### PAGE EXTRACT
* Le Monde's board to meet at 1300 GMT for final vote
* France Telecom, Nouvel Obs to withdraw bid post meeting.
PARIS, June 28 (Reuters) - France Telecom FTE.PA will withdraw its bid for France's Le Monde once the daily newspaper's supervisory board hands its final vote on Monday.
On Friday, staff at Le Monde overwhelmingly backed an ownership bid from a trio of left-leaning tycoons led by Lazard (LAZ.N) banker Matthieu Pigasse as the paper fights for survival.[ID:N25180612]
The vote dealt a blow to President Nicolas Sarkozy, who had threatened to withhold state subsidies from the 65-year-old newspaper if the Pigasse bid beat a rival consortium that includes partly state-owned company France Telecom, Nouvel Observateur magazine owner Claude Perdriel, and Spanish media group Prisa (PRS.MC), publisher of El Pais.

Dataset excerpts:

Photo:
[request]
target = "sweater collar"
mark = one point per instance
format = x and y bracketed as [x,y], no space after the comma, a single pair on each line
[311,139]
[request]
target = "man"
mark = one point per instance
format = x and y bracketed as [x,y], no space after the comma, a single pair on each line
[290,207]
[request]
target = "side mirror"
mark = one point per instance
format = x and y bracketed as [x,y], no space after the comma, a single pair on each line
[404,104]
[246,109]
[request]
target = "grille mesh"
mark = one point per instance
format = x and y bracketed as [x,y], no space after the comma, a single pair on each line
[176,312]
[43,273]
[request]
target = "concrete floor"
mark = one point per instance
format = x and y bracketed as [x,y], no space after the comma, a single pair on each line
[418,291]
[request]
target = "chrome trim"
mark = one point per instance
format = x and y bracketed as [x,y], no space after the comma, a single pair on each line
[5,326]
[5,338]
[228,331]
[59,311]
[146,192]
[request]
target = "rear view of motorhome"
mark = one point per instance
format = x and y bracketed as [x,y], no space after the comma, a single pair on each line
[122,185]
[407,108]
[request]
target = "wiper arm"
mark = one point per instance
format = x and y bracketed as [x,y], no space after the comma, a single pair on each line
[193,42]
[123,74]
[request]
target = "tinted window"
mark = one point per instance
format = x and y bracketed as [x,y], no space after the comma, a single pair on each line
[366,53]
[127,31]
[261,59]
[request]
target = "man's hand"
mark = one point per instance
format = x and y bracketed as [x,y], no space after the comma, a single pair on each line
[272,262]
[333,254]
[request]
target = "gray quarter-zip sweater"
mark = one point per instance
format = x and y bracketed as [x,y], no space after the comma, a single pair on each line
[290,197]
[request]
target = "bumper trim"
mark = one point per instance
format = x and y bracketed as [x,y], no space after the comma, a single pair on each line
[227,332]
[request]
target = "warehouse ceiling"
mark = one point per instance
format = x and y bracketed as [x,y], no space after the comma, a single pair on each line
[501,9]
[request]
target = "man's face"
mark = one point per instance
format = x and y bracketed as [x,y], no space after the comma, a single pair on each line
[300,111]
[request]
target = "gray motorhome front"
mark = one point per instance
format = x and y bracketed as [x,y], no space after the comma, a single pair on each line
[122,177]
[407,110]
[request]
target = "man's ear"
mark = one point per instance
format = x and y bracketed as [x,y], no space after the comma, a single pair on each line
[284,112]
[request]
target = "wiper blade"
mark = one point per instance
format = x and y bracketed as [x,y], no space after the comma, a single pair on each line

### LIST OF TASKS
(a) Using the Le Monde bid report, decide whether each statement agrees with it. Answer yes or no for each, and quote the words of the report that decide it: (i) France Telecom plans to withdraw its bid after the supervisory board's final vote on Monday. (ii) Staff at Le Monde backed the consortium that includes France Telecom. (iii) Le Monde is described as 65 years old.
(b) From the Le Monde bid report, extract the part that opens with the words containing "On Friday, staff" and closes with "of El Pais.".

### ACTIVITY ANSWERS
(a)
(i) Yes: "will withdraw its bid for France's Le Monde once the daily newspaper's supervisory board hands its final vote on Monday"
(ii) No: "staff at Le Monde overwhelmingly backed an ownership bid from a trio of left-leaning tycoons led by Lazard (LAZ.N) banker Matthieu Pigasse"
(iii) Yes: "the 65-year-old newspaper"

(b)
On Friday, staff at Le Monde overwhelmingly backed an ownership bid from a trio of left-leaning tycoons led by Lazard (LAZ.N) banker Matthieu Pigasse as the paper fights for survival.[ID:N25180612]
The vote dealt a blow to President Nicolas Sarkozy, who had threatened to withhold state subsidies from the 65-year-old newspaper if the Pigasse bid beat a rival consortium that includes partly state-owned company France Telecom, Nouvel Observateur magazine owner Claude Perdriel, and Spanish media group Prisa (PRS.MC), publisher of El Pais.